▸ RECORDS SUPPLIED:

____

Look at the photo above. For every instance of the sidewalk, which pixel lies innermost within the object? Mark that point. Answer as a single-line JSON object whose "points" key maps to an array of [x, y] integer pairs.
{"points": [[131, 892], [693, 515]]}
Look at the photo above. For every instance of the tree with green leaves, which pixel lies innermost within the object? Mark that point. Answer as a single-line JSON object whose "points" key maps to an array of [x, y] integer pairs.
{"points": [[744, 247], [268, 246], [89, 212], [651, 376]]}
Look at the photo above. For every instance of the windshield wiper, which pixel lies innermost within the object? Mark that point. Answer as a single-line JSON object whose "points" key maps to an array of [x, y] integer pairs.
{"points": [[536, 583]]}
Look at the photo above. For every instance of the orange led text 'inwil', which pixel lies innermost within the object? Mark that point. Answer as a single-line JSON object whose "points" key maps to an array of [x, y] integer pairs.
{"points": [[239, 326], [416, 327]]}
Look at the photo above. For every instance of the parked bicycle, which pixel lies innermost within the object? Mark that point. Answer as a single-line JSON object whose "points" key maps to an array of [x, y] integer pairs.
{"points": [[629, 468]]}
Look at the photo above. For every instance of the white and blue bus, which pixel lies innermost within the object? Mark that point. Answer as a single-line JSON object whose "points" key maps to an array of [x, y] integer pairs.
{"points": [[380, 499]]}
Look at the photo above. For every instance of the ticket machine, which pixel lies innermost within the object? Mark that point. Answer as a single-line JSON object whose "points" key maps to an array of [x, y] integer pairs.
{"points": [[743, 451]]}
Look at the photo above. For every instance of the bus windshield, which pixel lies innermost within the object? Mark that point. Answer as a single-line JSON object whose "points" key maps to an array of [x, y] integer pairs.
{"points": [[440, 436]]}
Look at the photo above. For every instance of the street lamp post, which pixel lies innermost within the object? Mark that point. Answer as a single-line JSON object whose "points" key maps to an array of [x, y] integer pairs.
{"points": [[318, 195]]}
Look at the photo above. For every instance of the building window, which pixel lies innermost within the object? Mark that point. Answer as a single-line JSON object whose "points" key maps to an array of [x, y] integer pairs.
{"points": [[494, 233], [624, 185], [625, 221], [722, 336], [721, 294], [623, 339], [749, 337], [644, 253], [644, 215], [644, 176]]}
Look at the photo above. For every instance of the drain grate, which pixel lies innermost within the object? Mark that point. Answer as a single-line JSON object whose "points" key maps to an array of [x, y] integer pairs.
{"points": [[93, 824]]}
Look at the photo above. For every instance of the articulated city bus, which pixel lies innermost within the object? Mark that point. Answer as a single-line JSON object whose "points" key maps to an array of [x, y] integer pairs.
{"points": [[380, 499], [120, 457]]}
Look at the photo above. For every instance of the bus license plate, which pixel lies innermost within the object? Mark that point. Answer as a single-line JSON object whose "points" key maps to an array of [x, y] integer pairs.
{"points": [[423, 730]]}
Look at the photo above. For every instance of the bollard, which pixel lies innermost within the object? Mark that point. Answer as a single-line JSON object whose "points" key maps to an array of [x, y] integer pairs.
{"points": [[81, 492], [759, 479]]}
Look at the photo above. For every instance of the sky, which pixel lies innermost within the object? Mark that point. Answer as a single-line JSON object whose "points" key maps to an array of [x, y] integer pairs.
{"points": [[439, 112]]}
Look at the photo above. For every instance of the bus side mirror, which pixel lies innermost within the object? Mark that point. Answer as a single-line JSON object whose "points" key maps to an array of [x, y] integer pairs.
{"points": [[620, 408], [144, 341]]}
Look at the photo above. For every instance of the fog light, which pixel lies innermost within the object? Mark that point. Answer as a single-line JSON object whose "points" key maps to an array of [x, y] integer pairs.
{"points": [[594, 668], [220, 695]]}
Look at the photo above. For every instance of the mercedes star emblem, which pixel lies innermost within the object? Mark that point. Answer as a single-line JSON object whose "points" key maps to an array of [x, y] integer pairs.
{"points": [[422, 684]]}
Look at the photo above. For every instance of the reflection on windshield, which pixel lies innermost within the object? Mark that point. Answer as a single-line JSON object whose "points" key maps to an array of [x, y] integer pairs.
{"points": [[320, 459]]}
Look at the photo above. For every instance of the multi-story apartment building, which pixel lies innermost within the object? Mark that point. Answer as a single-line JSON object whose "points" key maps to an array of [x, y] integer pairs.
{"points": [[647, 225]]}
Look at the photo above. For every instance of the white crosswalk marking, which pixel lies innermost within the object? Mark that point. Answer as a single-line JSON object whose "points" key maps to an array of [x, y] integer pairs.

____

▸ PROBLEM STATEMENT:
Reproduce all of the data exactly as given.

▸ RESULT OF THIS TASK:
Look at the photo above. For every instance of the sidewalk, which pixel lies innermost within the object? Mark that point. Answer as a single-line JSON object whose "points" key maps to an array of [x, y] integer pairs.
{"points": [[131, 892], [693, 515]]}
Look at the photo above. For every instance of the tree with green leaves, which pixel lies innermost within the object? Mark that point. Answer as a single-line JSON object whose "points" key maps to an array of [x, y] integer pairs.
{"points": [[744, 247], [268, 246], [89, 212], [651, 376]]}
Look at the photo above. For every instance of the windshield wiper, which pixel lies innermost within the object? Mark that point. Answer as a single-line JSON object whose "points" key maps to an array of [x, y] integer pairs.
{"points": [[536, 583]]}
Look at the photo above. For every instance of the orange led text 'inwil', which pixel lies innermost within the object? Mark that point. Answer as a single-line JSON object whose "points" key maps to an array of [x, y] integer pairs.
{"points": [[239, 326], [416, 327]]}
Look at the photo above. For every instance of the parked bicycle, which pixel lies innermost within the object? Mark that point. Answer as a single-line JSON object whose "points" key maps to an array of [x, y] integer pairs.
{"points": [[629, 468]]}
Look at the photo above. For every instance of the white and blue bus, which pixel lies innermost within the object? Mark that point. Answer as a single-line JSON object whose "points" key maps to an array of [x, y] integer pairs.
{"points": [[380, 499]]}
Look at the photo above. For every instance of the ticket machine, which pixel lies innermost within the object? Mark that point. Answer as a single-line JSON object whose "points" key maps to an array of [x, y] integer pairs.
{"points": [[743, 451]]}
Look at the photo above. For every instance of the bus windshield, which pixel lies innermost within the object? Mark that point. Answer as a single-line JSON object whose "points" key maps to an array of [x, y] integer pairs.
{"points": [[440, 436]]}
Look at the photo above. For every instance of the street lamp post, which pixel lies innermost within the object? Mark that point. Answer as a single-line JSON object whose "points" key maps to an array of [x, y] integer pairs.
{"points": [[318, 195]]}
Look at the photo above. For every instance of the building window, which pixel lies innermost within the object? Mark that point. Answer as a single-line JSON object whose "points" key maps to an array of [x, y] integer pairs.
{"points": [[494, 233], [624, 185], [625, 221], [722, 336], [721, 294], [623, 339], [749, 337], [644, 253], [644, 215], [644, 176]]}
Look at the photo above. For every instance of the drain grate, which pixel lies innermost within the object? Mark that point. Answer as a single-line JSON object whose "points" key maps to an array of [x, y] integer pairs.
{"points": [[93, 824]]}
Look at the photo above. For every instance of the articulated city bus, which pixel lies innermost within the object? Mark that point. Answer as a single-line JSON object whose "points" key maps to an array of [x, y] integer pairs.
{"points": [[380, 499], [120, 457]]}
Look at the photo above. For every instance of the bus license plate, which pixel lies innermost within the object? Mark that point. Answer as a single-line JSON object whose "points" key maps to an array of [x, y] integer pairs.
{"points": [[423, 730]]}
Look at the photo above. For every instance of the bollard, which pixel lies innermost within the object? Mark that point. Answer as a single-line JSON object whose "points" key maps to an array of [x, y] integer pairs.
{"points": [[81, 492], [759, 479]]}
Look at the photo above. For every instance of the sky, which pixel lies innermost within the object? Mark that point. Answer as a single-line JSON object whose "points" key maps to an array of [x, y] integer pairs.
{"points": [[439, 112]]}
Look at the photo above. For every instance of the bus side mirror, which pixel lies innermost within the object? Mark that point. Answer as a single-line JSON object whose "points" key maps to an array of [x, y] integer pairs.
{"points": [[620, 408], [144, 341]]}
Look at the photo above. For every instance of the fog light, which pixel lies innermost within the object? Mark that point. Answer as a single-line JSON object whose "points" key maps to an array of [x, y] integer pairs.
{"points": [[594, 668], [220, 695]]}
Look at the photo above. For every instance of the mercedes star emblem, which pixel lies innermost within the object? Mark that point. Answer as a single-line JSON object whose "points" key maps to an array of [x, y] integer pairs.
{"points": [[422, 684]]}
Look at the photo above. For every instance of the reflection on windshield, which pixel lies innermost within the object? Mark that point. Answer as a single-line JSON object whose "points" key maps to an array of [x, y] integer pairs.
{"points": [[320, 459]]}
Look at the photo above. For every instance of the multi-story apartment building, which pixel lies innermost within the object? Mark that point. Answer as a single-line JSON object whose "points" key maps to an array of [x, y] integer pairs.
{"points": [[647, 225]]}
Look at the photo above. For every instance of the white crosswalk marking, which pixel lies innermost within the object? Mark that point. Answer as a single-line JSON object whose "points" key maps to an array of [x, y] integer pairs.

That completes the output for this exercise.